» **EXTRAIT DU DOCUMENT**
^^^^
L'idée d'une fille coupée en deux est aussi présente chez Fleischer puisque citée comme le numéro que fait une obscure danseuse qui remplacera Evelyn pour le peu reluisant numéro de vol-au-vent (fille dans la timbale) consistant à sortir d'un gâteau pour une fête entre "gentlemen éméchés". L'idée d'un protecteur est également présente avec le personnage du dessinateur mais celui-ci quitte le procès, dégoûté, et laisse Gabrielle sous la coupe du forain
On voit toutefois le traitement tout à fait particulier qu'en fait Chabrol. Il fait jouer un rôle plus grand à l'oncle de Gabrielle, magicien capable de convoquer la guérison de Gabrielle en parlant de La belle au bois dormant et sortant une rose des cheveux de sa sur qui semble dans la rupture de plan, propulser Paul et Gabrielle à Lisbonne.
Les scènes du film originel sont ainsi toujours transformées par Chabrol dans le sens d'un traitement expressionniste.
Le travail sur la couleur chez Fleischer est moins original que chez un Minnelli et moins fort que chez Chabrol qui joue des oppositions du noir (costume des quinquagénaires ou de Capucine) et du blanc (imper et pull de la blonde Gabrielle au prénom angélique aussi transparent que le nom sans tache).
La garçonnière de White possède deux escaliers successifs dont le dernier conduit à la fameuse balançoire rouge. Chabrol travaille plus explicitement l'opposition paradis-enfer avec la pénombre du club privé et la montée obscure de l'escalier vers les chambres.
^^^^
» **EXTRAIT DES DONNÉES**
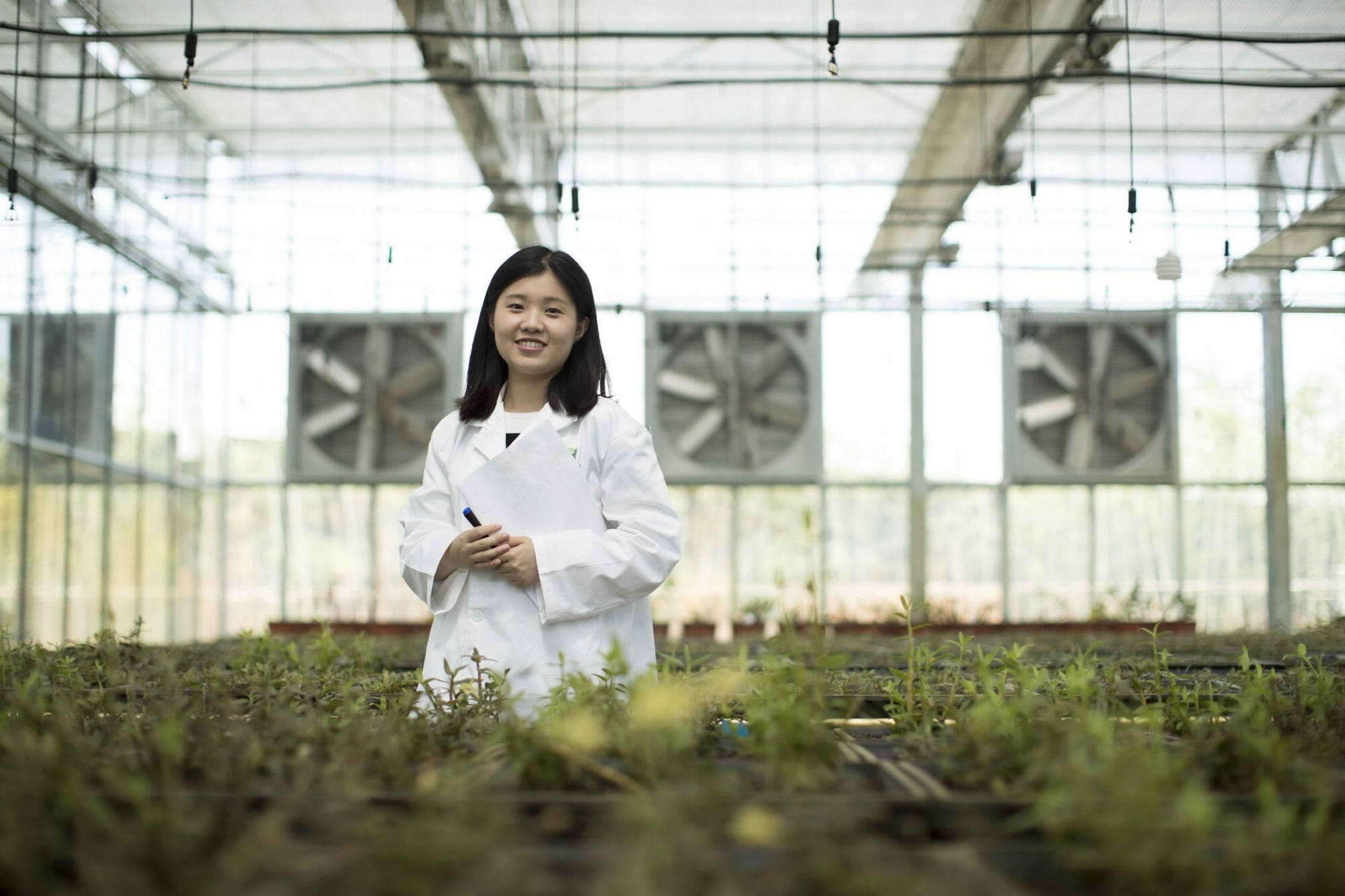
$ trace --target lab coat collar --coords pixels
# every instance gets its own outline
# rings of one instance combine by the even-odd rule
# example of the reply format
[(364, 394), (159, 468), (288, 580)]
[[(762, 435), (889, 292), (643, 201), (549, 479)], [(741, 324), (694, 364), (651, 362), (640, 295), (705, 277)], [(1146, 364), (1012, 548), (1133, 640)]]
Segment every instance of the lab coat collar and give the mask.
[[(486, 420), (472, 421), (469, 425), (480, 426), (476, 437), (472, 439), (472, 448), (482, 452), (487, 459), (494, 457), (499, 452), (504, 451), (504, 386), (500, 386), (499, 394), (495, 397), (495, 410)], [(538, 414), (538, 420), (547, 420), (555, 432), (561, 432), (565, 426), (569, 426), (578, 421), (578, 417), (573, 414), (564, 413), (555, 408), (551, 408), (551, 402), (542, 405), (542, 410)]]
^^^^
» **CONSIGNE**
Reprenez l'extrait du document, de "La garçonnière de" jusqu'à "vers les chambres.", en substituant "balançoire écarlate" à "balançoire rouge".

» **CORRIGÉ**
La garçonnière de White possède deux escaliers successifs dont le dernier conduit à la fameuse balançoire écarlate. Chabrol travaille plus explicitement l'opposition paradis-enfer avec la pénombre du club privé et la montée obscure de l'escalier vers les chambres.